(Object pointing dataset lines)
— START —

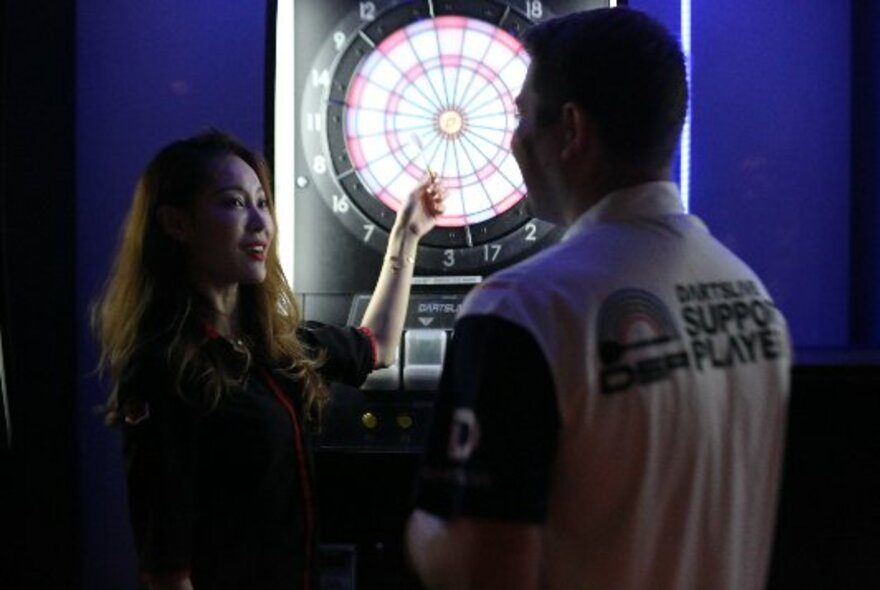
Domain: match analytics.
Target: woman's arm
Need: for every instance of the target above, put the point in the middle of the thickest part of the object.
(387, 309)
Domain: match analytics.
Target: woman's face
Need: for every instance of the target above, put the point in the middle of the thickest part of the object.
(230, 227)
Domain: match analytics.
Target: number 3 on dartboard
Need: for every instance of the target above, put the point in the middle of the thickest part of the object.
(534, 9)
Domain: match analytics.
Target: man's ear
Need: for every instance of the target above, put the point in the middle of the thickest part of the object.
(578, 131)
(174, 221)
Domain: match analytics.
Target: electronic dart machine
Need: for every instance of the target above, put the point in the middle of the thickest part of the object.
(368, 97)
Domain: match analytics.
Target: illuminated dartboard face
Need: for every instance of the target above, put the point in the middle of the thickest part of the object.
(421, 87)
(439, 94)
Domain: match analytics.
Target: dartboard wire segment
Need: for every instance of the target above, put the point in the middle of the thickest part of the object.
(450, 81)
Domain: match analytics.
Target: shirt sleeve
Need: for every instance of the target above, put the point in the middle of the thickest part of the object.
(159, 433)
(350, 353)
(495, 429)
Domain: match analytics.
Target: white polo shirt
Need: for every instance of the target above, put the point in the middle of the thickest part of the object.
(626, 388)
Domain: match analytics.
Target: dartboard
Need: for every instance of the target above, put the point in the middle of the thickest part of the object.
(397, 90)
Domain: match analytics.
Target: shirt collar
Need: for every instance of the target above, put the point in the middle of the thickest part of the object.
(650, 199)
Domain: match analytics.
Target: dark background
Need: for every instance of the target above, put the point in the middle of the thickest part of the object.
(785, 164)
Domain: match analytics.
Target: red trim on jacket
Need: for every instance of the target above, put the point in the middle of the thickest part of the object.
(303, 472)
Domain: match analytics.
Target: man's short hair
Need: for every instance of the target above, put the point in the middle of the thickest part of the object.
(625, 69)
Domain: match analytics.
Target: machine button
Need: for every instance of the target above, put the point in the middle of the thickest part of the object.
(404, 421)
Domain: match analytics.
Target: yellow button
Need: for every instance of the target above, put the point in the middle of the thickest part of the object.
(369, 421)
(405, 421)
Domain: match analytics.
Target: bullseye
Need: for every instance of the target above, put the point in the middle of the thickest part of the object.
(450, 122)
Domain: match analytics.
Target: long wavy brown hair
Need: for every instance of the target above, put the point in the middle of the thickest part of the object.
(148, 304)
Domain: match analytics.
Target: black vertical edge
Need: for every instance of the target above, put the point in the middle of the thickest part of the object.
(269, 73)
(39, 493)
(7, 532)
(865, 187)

— END —
— START —

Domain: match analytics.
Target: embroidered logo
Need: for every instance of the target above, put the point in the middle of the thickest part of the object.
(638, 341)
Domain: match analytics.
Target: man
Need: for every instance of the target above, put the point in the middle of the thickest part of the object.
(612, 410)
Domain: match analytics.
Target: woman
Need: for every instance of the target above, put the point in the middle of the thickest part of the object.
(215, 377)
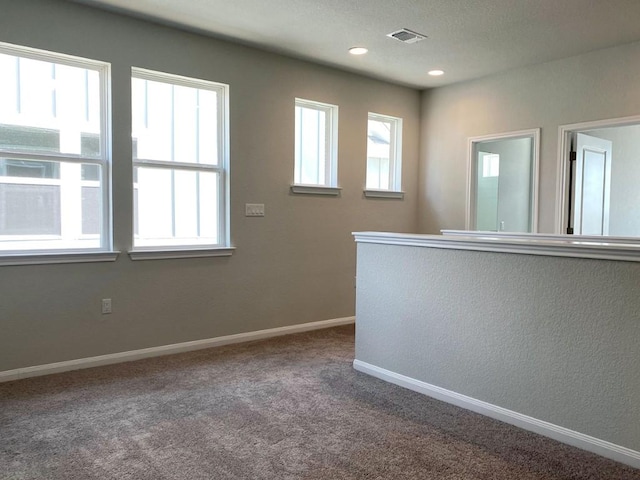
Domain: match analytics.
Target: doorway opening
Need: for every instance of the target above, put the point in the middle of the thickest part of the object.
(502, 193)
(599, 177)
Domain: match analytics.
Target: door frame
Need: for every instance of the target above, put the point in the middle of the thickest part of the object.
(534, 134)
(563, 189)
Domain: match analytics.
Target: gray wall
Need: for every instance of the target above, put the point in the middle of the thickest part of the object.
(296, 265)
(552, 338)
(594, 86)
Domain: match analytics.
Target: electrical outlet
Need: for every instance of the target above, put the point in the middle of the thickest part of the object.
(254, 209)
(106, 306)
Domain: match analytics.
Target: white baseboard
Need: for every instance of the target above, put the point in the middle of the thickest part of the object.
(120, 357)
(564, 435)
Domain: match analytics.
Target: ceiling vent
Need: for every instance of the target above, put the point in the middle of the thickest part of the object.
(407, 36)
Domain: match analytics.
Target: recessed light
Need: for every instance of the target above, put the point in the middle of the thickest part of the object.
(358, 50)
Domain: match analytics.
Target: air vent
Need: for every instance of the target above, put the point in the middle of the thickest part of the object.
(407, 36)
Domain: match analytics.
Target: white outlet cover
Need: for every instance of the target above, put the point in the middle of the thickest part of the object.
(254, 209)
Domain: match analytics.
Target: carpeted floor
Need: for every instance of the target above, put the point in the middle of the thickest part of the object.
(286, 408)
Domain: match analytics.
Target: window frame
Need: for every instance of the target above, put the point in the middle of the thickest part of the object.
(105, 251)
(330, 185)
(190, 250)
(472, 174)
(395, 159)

— END —
— START —

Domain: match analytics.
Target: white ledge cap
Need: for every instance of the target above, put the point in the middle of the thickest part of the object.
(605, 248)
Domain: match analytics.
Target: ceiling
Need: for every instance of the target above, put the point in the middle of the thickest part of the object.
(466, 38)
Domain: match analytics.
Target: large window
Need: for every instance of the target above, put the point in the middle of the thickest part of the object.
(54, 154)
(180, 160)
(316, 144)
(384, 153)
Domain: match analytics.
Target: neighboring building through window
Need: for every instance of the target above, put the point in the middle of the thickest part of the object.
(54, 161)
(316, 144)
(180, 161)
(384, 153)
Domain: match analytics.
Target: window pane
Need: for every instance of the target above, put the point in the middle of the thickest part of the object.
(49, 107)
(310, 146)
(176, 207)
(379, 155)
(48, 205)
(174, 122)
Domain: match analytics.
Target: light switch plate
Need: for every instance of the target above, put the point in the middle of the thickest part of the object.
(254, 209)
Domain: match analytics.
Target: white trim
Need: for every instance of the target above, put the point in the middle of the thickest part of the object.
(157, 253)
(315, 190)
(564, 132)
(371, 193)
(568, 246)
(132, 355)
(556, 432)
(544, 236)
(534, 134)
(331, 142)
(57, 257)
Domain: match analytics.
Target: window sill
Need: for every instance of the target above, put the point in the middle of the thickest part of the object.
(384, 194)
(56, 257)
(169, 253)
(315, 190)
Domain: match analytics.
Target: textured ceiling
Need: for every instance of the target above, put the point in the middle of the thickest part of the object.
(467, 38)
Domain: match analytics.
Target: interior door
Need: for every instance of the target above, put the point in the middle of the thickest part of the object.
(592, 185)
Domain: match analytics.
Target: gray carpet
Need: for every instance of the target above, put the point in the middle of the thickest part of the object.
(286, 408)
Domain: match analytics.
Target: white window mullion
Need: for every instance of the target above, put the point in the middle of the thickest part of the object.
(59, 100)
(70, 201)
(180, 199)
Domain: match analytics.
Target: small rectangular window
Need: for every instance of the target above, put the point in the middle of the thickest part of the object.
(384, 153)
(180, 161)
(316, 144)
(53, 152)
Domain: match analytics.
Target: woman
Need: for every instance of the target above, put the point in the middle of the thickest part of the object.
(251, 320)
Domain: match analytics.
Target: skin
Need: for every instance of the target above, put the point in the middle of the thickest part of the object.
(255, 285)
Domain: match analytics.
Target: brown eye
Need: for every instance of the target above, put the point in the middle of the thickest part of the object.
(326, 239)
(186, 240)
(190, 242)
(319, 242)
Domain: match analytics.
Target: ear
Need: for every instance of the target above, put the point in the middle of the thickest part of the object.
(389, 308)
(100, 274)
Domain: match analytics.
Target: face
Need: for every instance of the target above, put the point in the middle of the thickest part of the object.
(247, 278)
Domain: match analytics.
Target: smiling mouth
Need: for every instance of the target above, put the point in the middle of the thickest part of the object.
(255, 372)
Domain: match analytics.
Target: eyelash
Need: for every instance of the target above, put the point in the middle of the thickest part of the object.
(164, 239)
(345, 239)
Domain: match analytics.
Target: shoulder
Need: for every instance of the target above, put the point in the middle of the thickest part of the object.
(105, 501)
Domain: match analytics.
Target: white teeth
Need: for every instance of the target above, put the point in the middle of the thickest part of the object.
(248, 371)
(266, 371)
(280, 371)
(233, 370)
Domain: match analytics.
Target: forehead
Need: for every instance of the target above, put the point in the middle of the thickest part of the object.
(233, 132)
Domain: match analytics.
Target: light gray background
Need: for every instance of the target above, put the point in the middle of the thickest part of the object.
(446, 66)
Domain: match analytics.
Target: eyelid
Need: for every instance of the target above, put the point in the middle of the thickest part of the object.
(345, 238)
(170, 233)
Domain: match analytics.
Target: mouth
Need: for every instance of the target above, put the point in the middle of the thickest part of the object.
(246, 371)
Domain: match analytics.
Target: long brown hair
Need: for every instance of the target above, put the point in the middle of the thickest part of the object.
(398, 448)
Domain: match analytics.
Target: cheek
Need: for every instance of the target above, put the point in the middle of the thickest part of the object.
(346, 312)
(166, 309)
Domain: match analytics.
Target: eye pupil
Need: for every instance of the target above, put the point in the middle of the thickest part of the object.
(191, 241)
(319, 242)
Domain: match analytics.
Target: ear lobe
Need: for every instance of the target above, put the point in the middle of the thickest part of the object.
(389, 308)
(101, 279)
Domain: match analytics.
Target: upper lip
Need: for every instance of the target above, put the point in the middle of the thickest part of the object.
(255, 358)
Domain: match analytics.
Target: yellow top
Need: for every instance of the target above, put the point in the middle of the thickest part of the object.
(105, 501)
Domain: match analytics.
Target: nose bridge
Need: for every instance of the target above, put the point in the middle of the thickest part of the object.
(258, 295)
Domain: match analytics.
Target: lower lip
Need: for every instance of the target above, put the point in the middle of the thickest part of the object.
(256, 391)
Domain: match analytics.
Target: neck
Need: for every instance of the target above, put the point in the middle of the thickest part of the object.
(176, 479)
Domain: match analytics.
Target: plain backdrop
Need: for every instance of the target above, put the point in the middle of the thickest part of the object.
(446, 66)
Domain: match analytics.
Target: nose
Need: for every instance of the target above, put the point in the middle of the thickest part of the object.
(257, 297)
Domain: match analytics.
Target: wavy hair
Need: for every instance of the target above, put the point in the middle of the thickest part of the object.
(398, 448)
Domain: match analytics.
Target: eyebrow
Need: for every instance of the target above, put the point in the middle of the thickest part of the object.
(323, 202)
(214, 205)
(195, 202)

— END —

** Directions **
Select every line above that contains the word "vent" and copy those lines out in full.

** Expected output **
Target: ceiling vent
Target: air vent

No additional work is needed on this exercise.